* START *
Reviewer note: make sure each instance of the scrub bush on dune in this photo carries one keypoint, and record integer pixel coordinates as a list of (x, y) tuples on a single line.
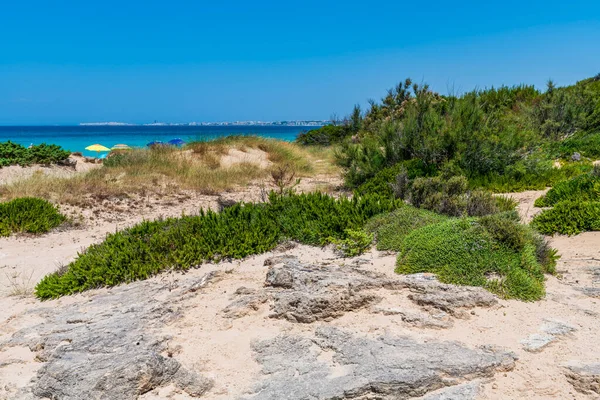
[(28, 215), (495, 252), (238, 231)]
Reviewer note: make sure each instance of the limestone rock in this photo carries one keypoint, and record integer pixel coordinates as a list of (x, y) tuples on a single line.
[(105, 348), (585, 378), (335, 364)]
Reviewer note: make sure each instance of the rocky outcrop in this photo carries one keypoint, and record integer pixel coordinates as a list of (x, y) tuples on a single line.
[(336, 364), (105, 348), (307, 293), (585, 378)]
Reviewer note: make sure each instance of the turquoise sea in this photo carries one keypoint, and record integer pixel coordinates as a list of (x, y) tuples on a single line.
[(77, 138)]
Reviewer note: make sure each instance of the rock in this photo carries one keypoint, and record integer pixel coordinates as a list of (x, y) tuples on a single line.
[(419, 320), (249, 302), (450, 298), (537, 341), (335, 364), (308, 293), (585, 378), (465, 391), (556, 327), (105, 348), (590, 291)]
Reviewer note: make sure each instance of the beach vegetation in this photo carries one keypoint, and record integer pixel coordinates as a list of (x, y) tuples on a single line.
[(28, 215), (236, 232)]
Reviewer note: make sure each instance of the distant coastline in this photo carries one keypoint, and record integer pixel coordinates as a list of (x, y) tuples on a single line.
[(226, 123)]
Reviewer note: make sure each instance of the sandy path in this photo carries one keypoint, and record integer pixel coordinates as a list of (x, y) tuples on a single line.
[(207, 341)]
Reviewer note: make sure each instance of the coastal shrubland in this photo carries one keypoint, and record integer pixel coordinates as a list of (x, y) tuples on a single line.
[(205, 167), (238, 231), (502, 139), (28, 215), (495, 252), (16, 154)]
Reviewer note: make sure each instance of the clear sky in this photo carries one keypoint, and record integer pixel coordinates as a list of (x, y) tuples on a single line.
[(65, 62)]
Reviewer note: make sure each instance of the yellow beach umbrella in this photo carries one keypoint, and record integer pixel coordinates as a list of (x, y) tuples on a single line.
[(97, 148)]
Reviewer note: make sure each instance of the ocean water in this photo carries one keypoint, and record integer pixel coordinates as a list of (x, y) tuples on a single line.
[(77, 138)]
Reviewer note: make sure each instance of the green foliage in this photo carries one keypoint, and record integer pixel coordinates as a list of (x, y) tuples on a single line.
[(468, 251), (535, 175), (450, 196), (16, 154), (325, 135), (382, 182), (390, 229), (356, 242), (30, 215), (236, 232), (502, 139), (582, 188), (569, 218)]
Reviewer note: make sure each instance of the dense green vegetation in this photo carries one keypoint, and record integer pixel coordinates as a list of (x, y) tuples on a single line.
[(28, 215), (390, 229), (16, 154), (582, 188), (495, 252), (569, 217), (182, 243), (502, 139)]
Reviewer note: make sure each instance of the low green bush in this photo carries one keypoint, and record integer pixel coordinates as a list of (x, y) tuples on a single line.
[(236, 232), (16, 154), (356, 243), (450, 196), (569, 217), (390, 229), (382, 183), (582, 188), (324, 136), (519, 179), (494, 252), (28, 215)]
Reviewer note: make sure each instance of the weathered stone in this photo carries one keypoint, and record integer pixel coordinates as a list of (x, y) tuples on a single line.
[(556, 327), (585, 378), (249, 300), (590, 291), (105, 348), (430, 292), (465, 391), (419, 320), (537, 341), (338, 365)]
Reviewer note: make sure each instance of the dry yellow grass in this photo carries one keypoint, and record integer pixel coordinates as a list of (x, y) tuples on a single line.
[(161, 171)]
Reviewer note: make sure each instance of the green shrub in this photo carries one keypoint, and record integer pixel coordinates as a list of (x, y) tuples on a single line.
[(356, 243), (324, 136), (466, 251), (569, 218), (236, 232), (450, 196), (582, 188), (16, 154), (391, 228), (28, 215)]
* END *
Arrange the records above as a numbered list, one line per item, leaving out blank lines and the picture.

1. Reviewer note: make sure each instance of the scrub bush on dune in this photo carries one keypoint, and record integer pixel coordinates as a list of (x, y) tuples on a single line.
2. [(28, 215), (495, 252), (238, 231)]
3. Reviewer note: make sure each instance of the limestone rock in this photo carries one keypoint, and record integer pixel coordinates as a list of (x, y) tuples on a single line.
4. [(105, 348), (585, 378), (335, 364)]
5. Reviewer note: make sure each instance of the rocky outcrop in this photo carries one keypoint, and record integer pixel coordinates as a list of (x, y) tuples on a single line.
6. [(336, 364), (105, 348), (307, 293), (585, 378)]
7. Reviewer note: make sure each instance of the turquoise sea in this photo carries one keypoint, and record integer pixel coordinates as a list of (x, y) tuples on a single line.
8. [(77, 138)]
9. Reviewer note: make sure each instance of the rock in this photo carries one keypoint, and record integer pixel coordinates as a list of (x, y) tuples on a single line.
10. [(419, 320), (249, 302), (450, 298), (537, 341), (335, 364), (308, 293), (585, 378), (465, 391), (556, 327), (105, 348), (590, 291)]
11. Reviewer note: make sure each instance of the beach vegetation in this photo carries one keypoint, and record integer pixel coordinates as a list of (x, y) tuples on a single line.
12. [(28, 215), (236, 232)]
13. Reviewer note: make sure each instance of the distant coastline in this photo carries one keypoint, and record integer pixel coordinates as a list of (x, y) tuples on a single line.
14. [(226, 123)]
15. Reviewer note: make sure each instance of the sandy path in this photo carries one keypoint, and record integer pixel coordinates as a list of (x, y) tuples on a single line.
16. [(207, 341)]
17. Reviewer note: make sure each instance of the coastal shrubland in this photo carries one keypoint, and record integer pixel coordinates as a list of (x, y) tuples on a single line.
18. [(205, 167), (238, 231), (502, 139), (28, 215), (495, 252), (16, 154)]
19. Reviewer note: make sure each instance of the clear sky in this photo carries one keypoint, and record integer pixel coordinates as a list of (x, y) tuples on a single line.
20. [(65, 62)]
21. Reviewer note: make sure each instance of the yellow beach umbrella in this photo carries one keypoint, and record integer pixel coordinates as a list of (x, y) tuples on a single line.
22. [(97, 148)]
23. Reviewer note: make sure each instance of the ocean water in this photo carries one keypoint, and record integer pixel coordinates as a list of (x, y) tuples on a single line.
24. [(77, 138)]
25. Reviewer note: make sure each instance of the green foliage in this photo carries one keypoint, and record integer pixel coordinates as a list of (x, y) tuples on a single line.
26. [(468, 251), (535, 175), (450, 196), (16, 154), (325, 135), (382, 182), (390, 229), (356, 242), (30, 215), (236, 232), (502, 139), (582, 188), (569, 218)]
27. Reviewer note: make sure each instance of the dense green vegetation in this photo carries one keypoint, and record integer pixel coordinates as a list of (x, y) tuples on a single line.
28. [(28, 215), (390, 229), (16, 154), (582, 188), (495, 252), (569, 217), (182, 243), (502, 139)]
29. Reviewer note: make sure each instance of the low green bush in this photo carries one keypoint, and record integer pixel coordinates as a list of (x, y) tuples on a single line.
30. [(236, 232), (16, 154), (356, 243), (450, 196), (569, 217), (390, 229), (382, 183), (582, 188), (324, 136), (519, 179), (494, 252), (28, 215)]
31. Reviewer note: make sure each instance of the weathered stone in this photo carries one keypoint, and record integer pixel coordinates as a list of (x, y) tuples on a single line.
32. [(556, 327), (585, 378), (249, 300), (590, 291), (105, 348), (430, 292), (465, 391), (419, 320), (537, 341), (338, 365)]
33. Reviewer note: make sure each instance of the dry yellow grass in this photo carries one keypoint, and record integer pixel coordinates as a list of (x, y) tuples on a single line.
34. [(161, 171)]
35. Reviewer note: make sure each instance of the green shrub in this photo carries one keypoint, and record integer pixel coordinates as a list of (x, y) tuples on a single line.
36. [(356, 243), (324, 136), (466, 251), (569, 218), (236, 232), (450, 196), (582, 188), (16, 154), (391, 228), (28, 215)]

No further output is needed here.